To-do list:
- 1) Please rewrite the part of the Chinatown dinner account that opens with "Ed Mortka, never having" and closes with "I call teamwork!", changing "dinner" to "supper".
- 2) In the Chinatown dinner account, on what street is Lee How Fook located?

Source text:
What the Fook?

Ed Mortka, never having been to the Chinatown section of Philadelphia, suggested we meet there for dinner and drinks this past Saturday. To that end, Russ did a little research and output a list of about 30 possible eateries. I narrowed it down to nine restaurants, and we sent those choices to the Mortkas, with Karen selecting the winner, Lee How Fook. Now that’s what I call teamwork!

However, our rendezvous started an hour-and-a-half before reservations allowing us time to walk the ‘hood. Our first choice for drinks was the questionably named Hop Sing Laundromat, on Race Street described as a swanky speakeasy-style bar with meticulously made cocktails. Claiming to be one of Philly’s best, it also comes with a list of rules—such as no phones—long wait lines, and a provocative owner known to be polarizing. Hmmm, sounds intriguing…

The difficult to find entrance to Hop Sing Laundromat.

First, you have to find the place. With Ed and Russ both using smart phones you’d think it would’ve been easy. But Hop Sing does not have a sign out front, nor anything else to indicate it’s whereabouts. One clue, we noticed four middle-aged couples standing outside a metal-caged door, when eventually a doorman popped his head out. Based on a cash-only policy and a passerby’s comments about knowing some secret code, plus a strict dress code: no sneakers, no shorts, no tank tops, we said “The Fook With This” and opted to patronize another establishment, which led us to Bar Ly.


Both couples enjoying pre-dinner drinks at Bar Ly.

It’s Chinatown’s first craft beer bar, that boasts a high-quality lineup of 60 taps. They also serve cocktails and wine by the glass, so something for everyone. And if you’re so inclined, large TV screens line the walls airing every possible sport for your viewing pleasure. Luckily it wasn’t loud, and it was happy hour so we enjoyed catching up over low-priced drinks. A little over an hour later, it was time to walk the few short blocks to dinner.


Located on North 11th Street in Philadelphia, Zagat-rated, BYOB Lee How Fook has been in business for over 30 years. Chef and founder Shing Chung immigrated from China bringing his cooking talents to Philadelphia’s Chinatown in the 1970’s; while his son-in-law Andrew has turned it into a modern day BYOB classic gem with an authentic take on Cantonese cuisine.

And that authentic menu is extensive, with all choices very reasonably priced. In fact, one site says the price averages $30 per couple (our tabs were just slightly higher than that.) Choices include chef’s specials, restorative soups, whole steamed fish, and excellent hot pots, among many other options. I got to tell ya, it was extremely hard to narrow down to only a few selections.

We all loved the pan-seared pork dumplings.

The mixture for the lettuce wraps was made up of chicken, scallions, bean sprouts and sauce.

A bit of meat mixture in a lettuce leaf before it is wrapped.

A small bowl of Crab and Asparagus Soup.

Raw records:
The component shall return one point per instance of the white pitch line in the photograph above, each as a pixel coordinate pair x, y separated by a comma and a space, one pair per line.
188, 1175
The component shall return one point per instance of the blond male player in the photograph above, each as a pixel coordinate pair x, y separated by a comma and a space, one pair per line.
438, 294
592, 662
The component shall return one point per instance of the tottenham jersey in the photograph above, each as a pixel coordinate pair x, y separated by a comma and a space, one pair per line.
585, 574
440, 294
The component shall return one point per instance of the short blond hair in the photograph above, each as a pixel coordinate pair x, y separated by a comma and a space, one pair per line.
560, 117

Answers to the problems:
- 1)
Ed Mortka, never having been to the Chinatown section of Philadelphia, suggested we meet there for supper and drinks this past Saturday. To that end, Russ did a little research and output a list of about 30 possible eateries. I narrowed it down to nine restaurants, and we sent those choices to the Mortkas, with Karen selecting the winner, Lee How Fook. Now that’s what I call teamwork!

- 2) North 11th Street in Philadelphia.